[Goal] Swap "club crest" for "team logo" throughout the data below and write it all out again with nothing else changed. Omit the pictures.

** begin Supplied entries **

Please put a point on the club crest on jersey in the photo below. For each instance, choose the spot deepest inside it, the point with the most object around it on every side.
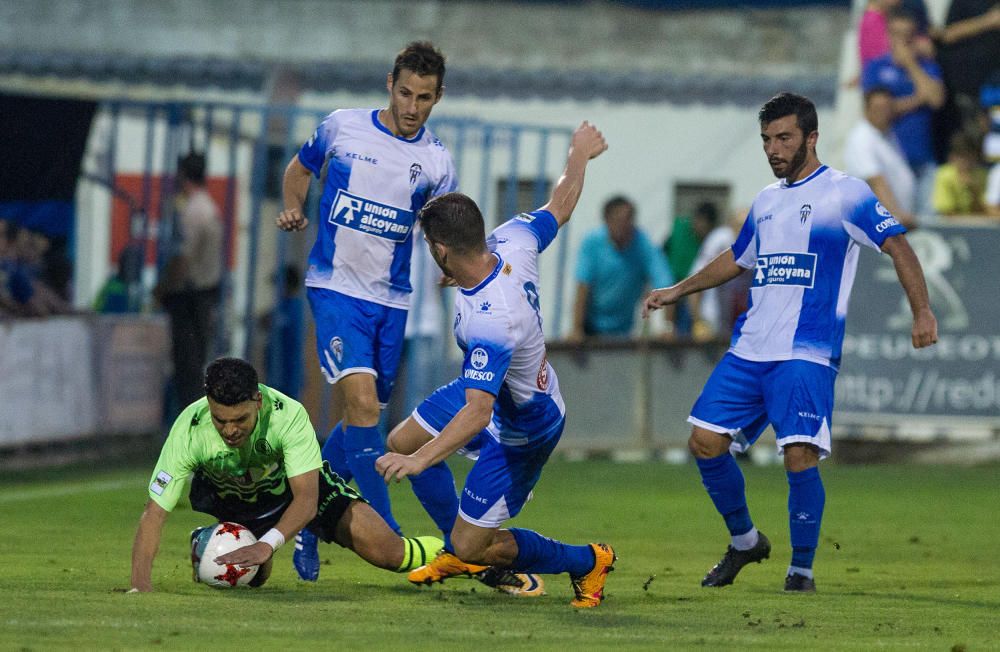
(371, 217)
(479, 358)
(542, 379)
(160, 482)
(792, 269)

** end Supplied entries **

[Final result]
Please put a point on the team logo on jersey in the photo below. For each instance, choose the spot deepest inside it, the point with the most object around it on every side.
(371, 217)
(479, 358)
(542, 379)
(160, 482)
(792, 269)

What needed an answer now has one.